(What to do)
Copy all records exactly, excluding images.

(Source data)
※

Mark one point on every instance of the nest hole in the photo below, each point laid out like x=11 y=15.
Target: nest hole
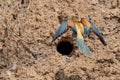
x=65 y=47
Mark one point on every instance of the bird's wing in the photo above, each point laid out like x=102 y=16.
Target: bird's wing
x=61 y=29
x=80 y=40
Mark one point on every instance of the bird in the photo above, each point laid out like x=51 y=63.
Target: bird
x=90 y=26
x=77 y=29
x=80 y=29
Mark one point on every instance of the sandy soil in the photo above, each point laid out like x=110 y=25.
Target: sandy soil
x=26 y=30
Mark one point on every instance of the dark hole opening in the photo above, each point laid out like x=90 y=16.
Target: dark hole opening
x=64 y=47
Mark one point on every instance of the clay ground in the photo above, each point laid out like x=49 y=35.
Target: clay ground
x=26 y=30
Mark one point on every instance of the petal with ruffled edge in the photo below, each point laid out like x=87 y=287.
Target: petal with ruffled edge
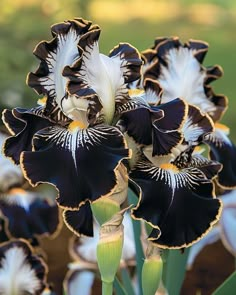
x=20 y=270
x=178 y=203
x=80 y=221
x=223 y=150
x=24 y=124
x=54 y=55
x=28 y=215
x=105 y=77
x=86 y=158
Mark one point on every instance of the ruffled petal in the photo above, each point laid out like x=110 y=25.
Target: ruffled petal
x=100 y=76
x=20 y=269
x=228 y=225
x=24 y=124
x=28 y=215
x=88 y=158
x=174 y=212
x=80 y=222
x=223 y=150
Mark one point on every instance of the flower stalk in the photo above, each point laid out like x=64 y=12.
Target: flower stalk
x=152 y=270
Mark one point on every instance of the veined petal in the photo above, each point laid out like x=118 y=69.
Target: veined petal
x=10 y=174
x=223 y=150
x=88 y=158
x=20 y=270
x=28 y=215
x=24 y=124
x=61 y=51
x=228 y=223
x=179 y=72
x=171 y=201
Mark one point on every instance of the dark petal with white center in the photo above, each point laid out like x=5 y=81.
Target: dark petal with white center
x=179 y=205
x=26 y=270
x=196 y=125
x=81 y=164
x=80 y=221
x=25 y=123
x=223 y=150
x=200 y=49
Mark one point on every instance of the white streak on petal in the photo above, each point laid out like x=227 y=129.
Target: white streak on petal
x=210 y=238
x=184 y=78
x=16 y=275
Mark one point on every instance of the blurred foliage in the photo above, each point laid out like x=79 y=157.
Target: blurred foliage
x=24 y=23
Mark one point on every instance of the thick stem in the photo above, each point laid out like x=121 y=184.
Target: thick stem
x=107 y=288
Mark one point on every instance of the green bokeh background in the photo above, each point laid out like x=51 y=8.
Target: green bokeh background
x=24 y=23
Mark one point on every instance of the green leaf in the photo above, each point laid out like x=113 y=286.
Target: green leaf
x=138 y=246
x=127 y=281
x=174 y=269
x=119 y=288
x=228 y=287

※

(Answer box)
Mark one point on every instance of the nest hole in the photo below, each point laid out like x=11 y=15.
Target: nest hole
x=65 y=47
Mark one point on every instance of the bird's wing in the photo above, each point laid out like x=102 y=16.
Target: bird's wing
x=61 y=29
x=80 y=40
Mark one point on every instance of the bird in the photo above, each point laid out like x=51 y=63.
Target: bird
x=90 y=26
x=77 y=29
x=80 y=29
Mark one point on every instance of the sandy soil in the photo above, each point laid out like x=110 y=25.
Target: sandy soil
x=26 y=30
Mark one point on every instance of the dark hole opening in the photo above, each point laid out like x=90 y=16.
Target: dark hole opening
x=64 y=47
Mark one point on every instance of the clay ground in the photo above, each point laid out like x=49 y=35.
Target: clay ground
x=26 y=30
Mark one point on every instance of the petal with ruffled edge in the photo below, each point laid out like x=87 y=287.
Target: petal with ruffled edge
x=20 y=270
x=178 y=203
x=80 y=221
x=223 y=150
x=24 y=124
x=54 y=55
x=28 y=215
x=105 y=77
x=86 y=158
Mark one point on every instance of the ruffled petal in the photo above, each point laid out like x=110 y=25.
Target: ruffled petal
x=100 y=76
x=20 y=269
x=228 y=225
x=24 y=124
x=28 y=215
x=88 y=158
x=174 y=212
x=80 y=222
x=223 y=150
Mark one point on every instance of the flower stalk in the photo above, each point laid out like x=64 y=12.
Target: flower stalk
x=152 y=270
Mark one point on every instance of the veined petal in the photo above, each point laid out like x=118 y=69.
Target: veined petal
x=10 y=174
x=223 y=150
x=88 y=158
x=20 y=270
x=28 y=215
x=24 y=124
x=61 y=51
x=228 y=223
x=179 y=72
x=171 y=201
Mark one point on every instance of the dark petal with white center in the photo above, each point laid out like x=5 y=81.
Target: dark petal with white center
x=179 y=205
x=26 y=270
x=196 y=125
x=81 y=164
x=80 y=221
x=25 y=123
x=223 y=150
x=200 y=49
Mark one point on every instance of the white streak on petal in the photo above, each point laid out like x=227 y=129.
Target: white streak on petal
x=210 y=238
x=184 y=78
x=16 y=275
Mark one point on every instance of the blurred foliage in the photo above, each point laid out like x=79 y=157.
Target: blurred foliage
x=24 y=23
Mark one point on every instance of the thick stem in the photo above, each point laid out like x=121 y=184.
Target: thick stem
x=107 y=288
Mark one point on every instance of the green bokeh background in the photo above, each point laid out like x=51 y=8.
Target: green bokeh background
x=24 y=23
Mark one point on every instance of the green leaf in the photo above, each point laid out like x=113 y=286.
Target: green leaf
x=138 y=246
x=127 y=281
x=174 y=269
x=119 y=288
x=228 y=287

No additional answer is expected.